▶ [Provided passage]:
....

In the past decade or so the nitrogen-vacancy (NV) centre in diamond has proven itself to be a remarkably powerful tool for nanoscale quantum sensing and quantum information processing at ambient temperature and pressure. Despite these achievements, there are still several fundamental features of the NV centre which are not completely understood and hence overlooked. This research addresses these areas in two parts, firstly the mechanical properties and secondly the thermal properties of the NV centre.

The effect of crystal stress or strain on the spin resonances on the NV centre ground state is theoretically described and then experimentally characterised. This effect is demonstrated by force sensing in a microscopic diamond cantilever using a single NV centre. New concepts of force sensing and metrology based on the NV spin-mechanical interaction are explored, providing fundamentally unique mechanical sensing with additional hybrid (magnetic, electric, thermal) sensing capabilities. Apart from metrology, this characterisation will help investigate coupled spin-mechanical effects such as non-classical vibrations, phonon-cooling/lasing, spin-squeezing and quantum control using mechanical interactions. These parameters and models will also prove useful in ab-initio studies for defect discovery and defect engineering of similar solid-state defects.

The thermal properties of the NV centre’s optical and spin resonances are theoretically described and then experimentally characterised allowing for the full extent of the NV centre’s useful thermometry range to be described. Changes in the crystal lattice due to changes in temperature are used to probe the nanoscopic description of the NV wavefunctions and their interactions with crystal vibrations. Magnetic circular dichroism spectroscopy measurements help unpick the nature of the fundamental spin-dynamics of the NV centre and the neutral-charge nitrogen vacancy, the last remaining great mysteries of the NV centre. Understanding these spin-dynamics and charge states will allow for the limiting properties of the NV centre to be investigated and potentially improved, making the NV centre an even better quantum tool.

....

▶ [Data]:
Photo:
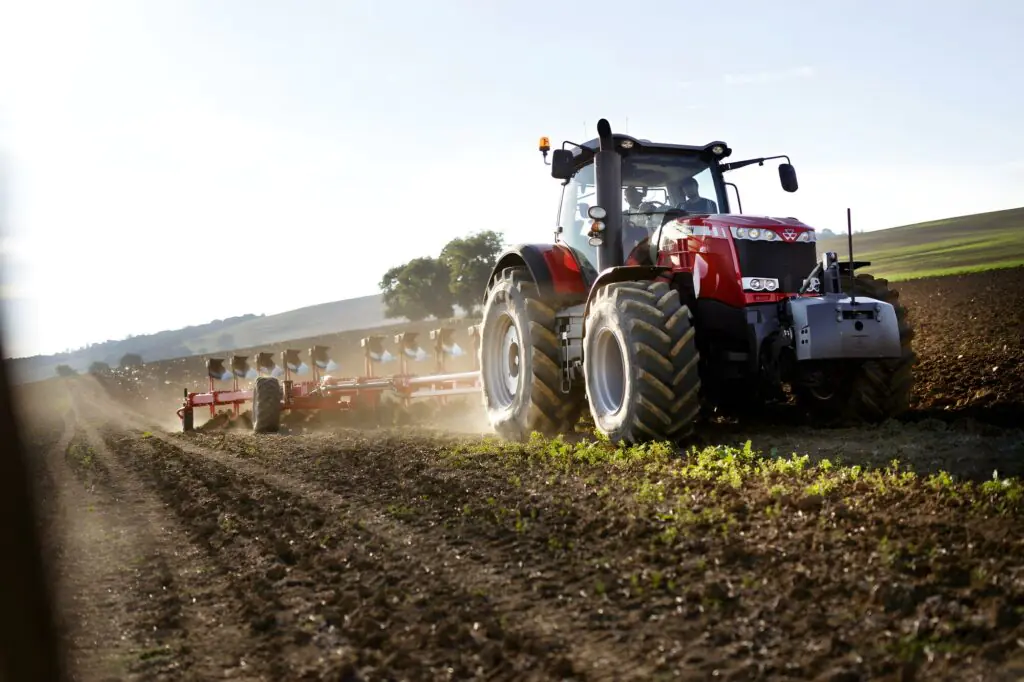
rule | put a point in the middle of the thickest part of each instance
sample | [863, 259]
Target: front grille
[787, 262]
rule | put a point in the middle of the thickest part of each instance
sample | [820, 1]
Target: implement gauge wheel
[519, 361]
[640, 359]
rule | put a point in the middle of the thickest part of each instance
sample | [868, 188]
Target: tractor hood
[785, 229]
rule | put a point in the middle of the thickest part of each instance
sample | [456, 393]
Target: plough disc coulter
[274, 390]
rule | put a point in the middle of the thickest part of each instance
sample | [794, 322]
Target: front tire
[641, 364]
[873, 390]
[519, 361]
[267, 395]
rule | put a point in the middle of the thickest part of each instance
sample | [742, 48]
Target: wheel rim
[607, 380]
[504, 361]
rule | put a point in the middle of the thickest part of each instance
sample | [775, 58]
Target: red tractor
[656, 303]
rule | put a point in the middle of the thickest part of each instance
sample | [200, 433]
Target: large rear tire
[641, 364]
[519, 361]
[267, 395]
[873, 390]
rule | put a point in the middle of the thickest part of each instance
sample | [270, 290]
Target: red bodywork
[566, 278]
[704, 246]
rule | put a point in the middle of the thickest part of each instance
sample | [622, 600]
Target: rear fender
[561, 273]
[626, 273]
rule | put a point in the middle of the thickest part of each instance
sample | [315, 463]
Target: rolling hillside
[952, 246]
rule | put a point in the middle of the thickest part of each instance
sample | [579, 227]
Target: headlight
[760, 284]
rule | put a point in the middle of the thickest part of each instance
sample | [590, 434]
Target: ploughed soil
[327, 552]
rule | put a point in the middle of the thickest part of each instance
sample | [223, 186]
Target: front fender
[625, 273]
[561, 273]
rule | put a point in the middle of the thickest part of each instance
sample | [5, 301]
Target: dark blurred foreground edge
[30, 650]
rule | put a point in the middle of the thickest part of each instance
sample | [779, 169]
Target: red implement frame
[340, 393]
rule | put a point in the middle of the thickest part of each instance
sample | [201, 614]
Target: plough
[325, 391]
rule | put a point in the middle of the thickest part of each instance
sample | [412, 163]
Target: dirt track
[401, 555]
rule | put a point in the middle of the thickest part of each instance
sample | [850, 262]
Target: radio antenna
[849, 238]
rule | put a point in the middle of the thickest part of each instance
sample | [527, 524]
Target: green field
[953, 246]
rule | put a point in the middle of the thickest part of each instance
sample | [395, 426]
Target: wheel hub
[502, 361]
[607, 381]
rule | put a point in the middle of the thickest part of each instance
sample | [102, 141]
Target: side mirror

....

▶ [Do this]:
Repeat the passage on the nitrogen-vacancy centre word for word, from "The thermal properties of the NV centre’s" to "better quantum tool.". The records can be set aside, since nothing here depends on them.

▶ [Written response]:
The thermal properties of the NV centre’s optical and spin resonances are theoretically described and then experimentally characterised allowing for the full extent of the NV centre’s useful thermometry range to be described. Changes in the crystal lattice due to changes in temperature are used to probe the nanoscopic description of the NV wavefunctions and their interactions with crystal vibrations. Magnetic circular dichroism spectroscopy measurements help unpick the nature of the fundamental spin-dynamics of the NV centre and the neutral-charge nitrogen vacancy, the last remaining great mysteries of the NV centre. Understanding these spin-dynamics and charge states will allow for the limiting properties of the NV centre to be investigated and potentially improved, making the NV centre an even better quantum tool.